* [THE TASK] Scan the data that follows and count the lines with the string "coordinates"; answer with the count alone.

· · ·

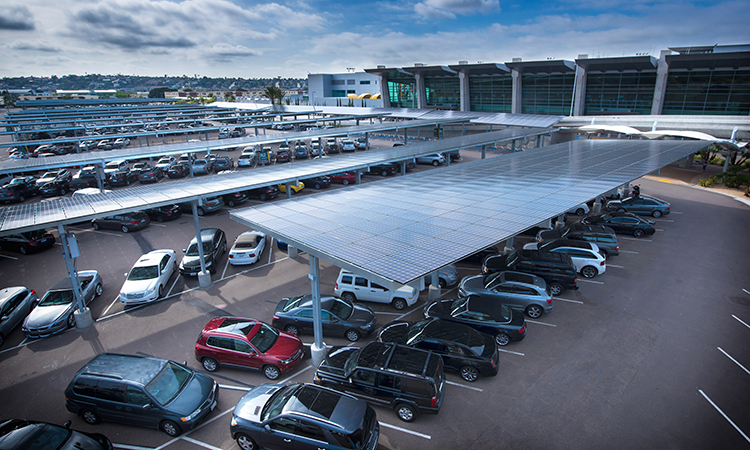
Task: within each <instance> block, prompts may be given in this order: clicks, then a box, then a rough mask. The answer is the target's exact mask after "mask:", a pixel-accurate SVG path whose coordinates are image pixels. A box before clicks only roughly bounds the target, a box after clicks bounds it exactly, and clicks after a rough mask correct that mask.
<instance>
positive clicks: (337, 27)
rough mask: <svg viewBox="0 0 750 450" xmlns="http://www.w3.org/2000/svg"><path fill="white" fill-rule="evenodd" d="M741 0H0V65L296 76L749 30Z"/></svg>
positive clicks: (519, 54) (131, 71) (713, 37)
mask: <svg viewBox="0 0 750 450" xmlns="http://www.w3.org/2000/svg"><path fill="white" fill-rule="evenodd" d="M748 19H750V2H748V1H746V0H745V1H725V2H711V1H706V2H689V1H676V2H673V1H664V2H661V1H643V0H631V1H624V0H597V1H594V0H568V1H539V2H523V1H515V2H514V1H508V2H506V1H501V0H420V1H413V0H403V1H391V0H382V1H360V0H351V1H324V0H306V1H297V0H291V1H286V0H277V1H247V0H185V1H166V0H159V1H156V0H107V1H89V0H56V1H55V2H50V1H49V0H3V6H2V8H0V50H1V51H2V55H3V58H2V59H3V63H2V64H0V76H28V75H36V76H49V75H58V76H62V75H67V74H84V73H101V74H117V73H121V74H130V75H165V74H166V75H198V76H211V77H222V76H226V77H244V78H248V77H249V78H255V77H276V76H282V77H306V76H307V74H308V73H331V72H332V73H341V72H345V71H346V69H347V68H349V67H354V68H355V69H356V70H358V71H361V70H364V69H366V68H374V67H376V66H378V65H385V66H387V67H402V66H413V65H414V63H423V64H427V65H437V64H456V63H457V62H458V61H461V60H465V61H469V62H470V63H476V62H479V61H482V62H499V63H502V62H507V61H510V60H511V59H512V58H515V57H520V58H523V60H524V61H534V60H546V59H550V58H553V59H568V60H572V59H575V58H577V57H578V55H579V54H588V55H589V57H592V58H593V57H603V56H629V55H635V54H636V53H639V54H640V53H646V54H651V55H653V56H655V57H658V56H659V52H660V51H661V50H665V49H667V48H668V47H686V46H691V45H701V46H702V45H713V44H726V45H728V44H746V43H750V33H748V32H747V29H748V28H747V26H748V25H747V22H748Z"/></svg>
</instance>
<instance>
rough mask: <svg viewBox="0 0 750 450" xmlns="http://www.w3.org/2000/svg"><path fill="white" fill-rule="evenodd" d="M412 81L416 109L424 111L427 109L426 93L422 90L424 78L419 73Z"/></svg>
mask: <svg viewBox="0 0 750 450" xmlns="http://www.w3.org/2000/svg"><path fill="white" fill-rule="evenodd" d="M414 80H415V83H414V88H415V90H416V95H417V108H419V109H425V108H427V91H426V90H425V88H424V77H423V76H422V74H421V73H418V74H415V75H414Z"/></svg>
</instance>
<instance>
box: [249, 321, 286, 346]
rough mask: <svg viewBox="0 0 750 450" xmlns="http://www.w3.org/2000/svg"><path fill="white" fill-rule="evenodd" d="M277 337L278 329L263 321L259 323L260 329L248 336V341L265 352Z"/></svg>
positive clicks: (278, 334)
mask: <svg viewBox="0 0 750 450" xmlns="http://www.w3.org/2000/svg"><path fill="white" fill-rule="evenodd" d="M278 338H279V331H278V330H277V329H276V328H274V327H272V326H270V325H267V324H265V323H262V324H260V329H258V332H257V333H255V336H253V337H252V338H250V343H251V344H253V345H254V346H255V348H257V349H258V351H259V352H261V353H266V352H268V350H270V349H271V347H273V345H274V344H275V343H276V341H277V340H278Z"/></svg>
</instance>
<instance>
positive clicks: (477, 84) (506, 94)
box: [469, 74, 513, 113]
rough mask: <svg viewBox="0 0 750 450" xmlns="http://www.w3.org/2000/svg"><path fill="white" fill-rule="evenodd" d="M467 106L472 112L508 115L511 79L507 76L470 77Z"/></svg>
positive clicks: (508, 76)
mask: <svg viewBox="0 0 750 450" xmlns="http://www.w3.org/2000/svg"><path fill="white" fill-rule="evenodd" d="M469 104H470V106H469V107H470V108H471V110H472V111H487V112H502V113H510V112H511V111H512V106H513V78H512V77H511V75H510V74H508V75H473V76H472V75H470V76H469Z"/></svg>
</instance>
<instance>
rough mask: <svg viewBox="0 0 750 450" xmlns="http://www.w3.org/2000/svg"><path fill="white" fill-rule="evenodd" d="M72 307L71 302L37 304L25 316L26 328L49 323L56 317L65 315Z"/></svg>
mask: <svg viewBox="0 0 750 450" xmlns="http://www.w3.org/2000/svg"><path fill="white" fill-rule="evenodd" d="M72 309H73V304H72V303H66V304H64V305H51V306H37V307H36V308H34V309H32V310H31V313H29V315H28V317H26V322H25V325H26V327H27V328H39V327H44V326H47V325H51V324H52V323H54V322H55V321H57V320H58V319H60V318H62V317H65V316H67V315H68V314H69V313H70V312H71V311H72Z"/></svg>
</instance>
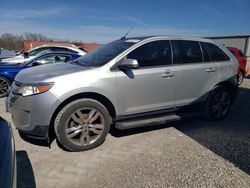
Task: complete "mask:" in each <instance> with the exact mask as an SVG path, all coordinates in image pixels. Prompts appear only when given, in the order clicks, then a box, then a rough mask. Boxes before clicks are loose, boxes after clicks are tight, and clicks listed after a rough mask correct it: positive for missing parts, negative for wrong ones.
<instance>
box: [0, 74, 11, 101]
mask: <svg viewBox="0 0 250 188" xmlns="http://www.w3.org/2000/svg"><path fill="white" fill-rule="evenodd" d="M9 88H10V82H9V80H8V79H6V78H4V77H1V76H0V98H2V97H6V96H7V94H8V90H9Z"/></svg>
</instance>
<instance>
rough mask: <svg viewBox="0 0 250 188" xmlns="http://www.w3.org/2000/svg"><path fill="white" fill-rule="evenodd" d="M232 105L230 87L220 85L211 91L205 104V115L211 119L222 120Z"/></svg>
mask: <svg viewBox="0 0 250 188" xmlns="http://www.w3.org/2000/svg"><path fill="white" fill-rule="evenodd" d="M231 105H232V95H231V92H230V90H229V89H227V88H225V87H223V86H219V87H217V88H215V89H214V90H213V91H211V93H210V95H209V97H208V99H207V101H206V105H205V115H206V116H207V117H208V119H210V120H221V119H223V118H224V117H226V115H227V114H228V112H229V110H230V108H231Z"/></svg>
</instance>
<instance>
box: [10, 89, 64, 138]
mask: <svg viewBox="0 0 250 188" xmlns="http://www.w3.org/2000/svg"><path fill="white" fill-rule="evenodd" d="M13 85H14V84H13ZM13 85H12V88H11V92H10V94H9V96H8V97H7V98H6V101H5V103H6V105H5V106H6V111H9V112H10V113H11V117H12V121H13V123H14V125H15V126H16V128H17V129H18V130H19V131H20V132H22V133H25V134H27V136H29V137H33V138H38V139H46V140H47V139H48V137H49V125H50V121H51V118H52V115H53V113H54V112H55V110H56V108H57V106H58V105H59V104H60V103H61V102H60V100H59V99H58V98H57V97H56V96H55V95H53V94H52V93H51V92H50V91H47V92H45V93H42V94H38V95H31V96H26V97H23V96H21V95H17V94H15V93H14V92H13V87H15V86H13Z"/></svg>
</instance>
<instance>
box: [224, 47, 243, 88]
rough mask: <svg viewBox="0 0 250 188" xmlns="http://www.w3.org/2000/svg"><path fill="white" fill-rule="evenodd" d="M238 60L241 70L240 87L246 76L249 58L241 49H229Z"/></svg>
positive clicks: (239, 83)
mask: <svg viewBox="0 0 250 188" xmlns="http://www.w3.org/2000/svg"><path fill="white" fill-rule="evenodd" d="M227 49H229V50H230V51H231V52H232V53H233V54H234V55H235V57H236V58H237V60H238V62H239V68H238V76H239V78H238V81H239V85H240V84H241V83H242V82H243V79H244V77H245V75H246V64H247V58H246V57H245V56H244V55H243V53H242V52H241V50H240V49H238V48H233V47H227Z"/></svg>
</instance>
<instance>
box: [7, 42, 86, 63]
mask: <svg viewBox="0 0 250 188" xmlns="http://www.w3.org/2000/svg"><path fill="white" fill-rule="evenodd" d="M58 51H59V52H60V51H63V52H68V53H75V54H78V55H81V56H82V55H85V54H86V53H87V52H86V51H84V50H83V49H82V48H78V47H76V46H74V45H73V46H58V45H42V46H38V47H36V48H33V49H31V50H30V51H28V52H24V53H23V54H20V55H18V56H15V57H12V58H7V59H4V60H2V61H3V62H4V63H8V64H23V63H25V62H28V61H30V60H31V59H33V58H34V57H36V56H37V55H39V54H40V53H44V52H58Z"/></svg>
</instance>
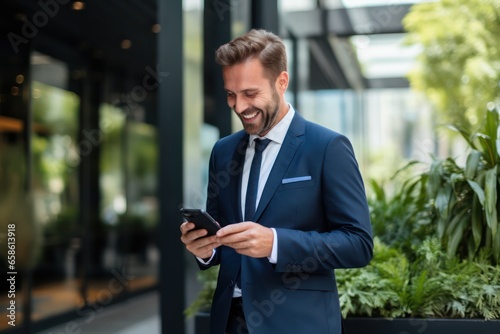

· · ·

* [EXERCISE RESPONSE] 2